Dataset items

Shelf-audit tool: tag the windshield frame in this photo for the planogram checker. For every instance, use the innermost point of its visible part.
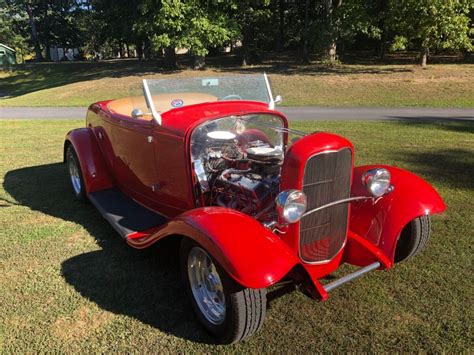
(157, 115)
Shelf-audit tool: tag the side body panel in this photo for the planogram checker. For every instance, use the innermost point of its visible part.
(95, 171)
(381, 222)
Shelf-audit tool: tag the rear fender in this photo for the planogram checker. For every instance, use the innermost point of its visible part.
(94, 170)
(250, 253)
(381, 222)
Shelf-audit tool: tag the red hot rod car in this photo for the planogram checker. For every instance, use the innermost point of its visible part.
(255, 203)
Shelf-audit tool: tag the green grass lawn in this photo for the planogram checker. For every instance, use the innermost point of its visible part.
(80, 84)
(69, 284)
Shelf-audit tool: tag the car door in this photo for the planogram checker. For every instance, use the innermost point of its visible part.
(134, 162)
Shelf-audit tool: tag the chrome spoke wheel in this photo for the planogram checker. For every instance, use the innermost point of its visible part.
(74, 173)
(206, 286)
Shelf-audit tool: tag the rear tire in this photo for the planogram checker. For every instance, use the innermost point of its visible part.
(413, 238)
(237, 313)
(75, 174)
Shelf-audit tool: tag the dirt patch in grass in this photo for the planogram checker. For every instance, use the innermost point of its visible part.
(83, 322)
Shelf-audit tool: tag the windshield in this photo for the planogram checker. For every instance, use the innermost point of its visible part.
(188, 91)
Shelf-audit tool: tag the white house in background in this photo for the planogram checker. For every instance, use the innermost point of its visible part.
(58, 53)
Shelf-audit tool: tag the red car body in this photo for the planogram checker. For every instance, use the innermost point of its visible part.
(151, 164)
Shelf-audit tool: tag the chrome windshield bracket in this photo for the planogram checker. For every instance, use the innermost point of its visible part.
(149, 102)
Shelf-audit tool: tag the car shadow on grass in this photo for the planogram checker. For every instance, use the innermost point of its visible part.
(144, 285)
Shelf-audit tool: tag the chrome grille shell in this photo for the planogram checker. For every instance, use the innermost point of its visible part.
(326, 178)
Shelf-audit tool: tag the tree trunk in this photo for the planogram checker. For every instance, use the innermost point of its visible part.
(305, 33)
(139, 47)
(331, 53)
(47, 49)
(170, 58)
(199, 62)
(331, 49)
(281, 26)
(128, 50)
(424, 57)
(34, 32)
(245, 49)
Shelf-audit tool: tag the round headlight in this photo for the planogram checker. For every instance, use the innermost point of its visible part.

▸ What you are asked to do:
Reproduce the lines from the one containing "Shelf-audit tool: tag the windshield in" through the final line, both included, with the requests kept as they are, and shift every coordinate in the answers up by 79.

▸ Written solution:
Shelf-audit tool: tag the windshield in this photo for the planogram checker. For every instance, use the innermost point of its visible part.
(267, 170)
Shelf-audit tool: tag the white house in background in this photo for the planogram checker. For every instance, use the innermost point of its visible part.
(137, 132)
Shelf-audit tool: tag the red car body in this photo for the planogram checker. For every instance, use the innermost point of its visible part.
(230, 243)
Shelf-audit tool: tag the chrome windshield bracket in this photo for the planogram checker. For every instance, use the innermost point of its visible part.
(228, 181)
Shelf-audit tool: tag the car shadow on grass in this photo for the planogram checker. For every instance, use the innermost point of its visible part.
(223, 364)
Shelf-audit tool: tag the chrome grille shell in this photo for the planogram checker. For every instance, use the innermost point of its visible part.
(405, 257)
Shelf-audit tool: tag the tree trunk in this photo for the planogram checker. For every instance, use the innermost point of its visible part.
(384, 112)
(218, 126)
(410, 132)
(126, 128)
(249, 137)
(278, 141)
(410, 128)
(360, 105)
(207, 129)
(503, 136)
(113, 111)
(324, 128)
Shelf-audit tool: tag the round headlight in this photo for the planogram checker. For every instance, use the innermost point of its visible part.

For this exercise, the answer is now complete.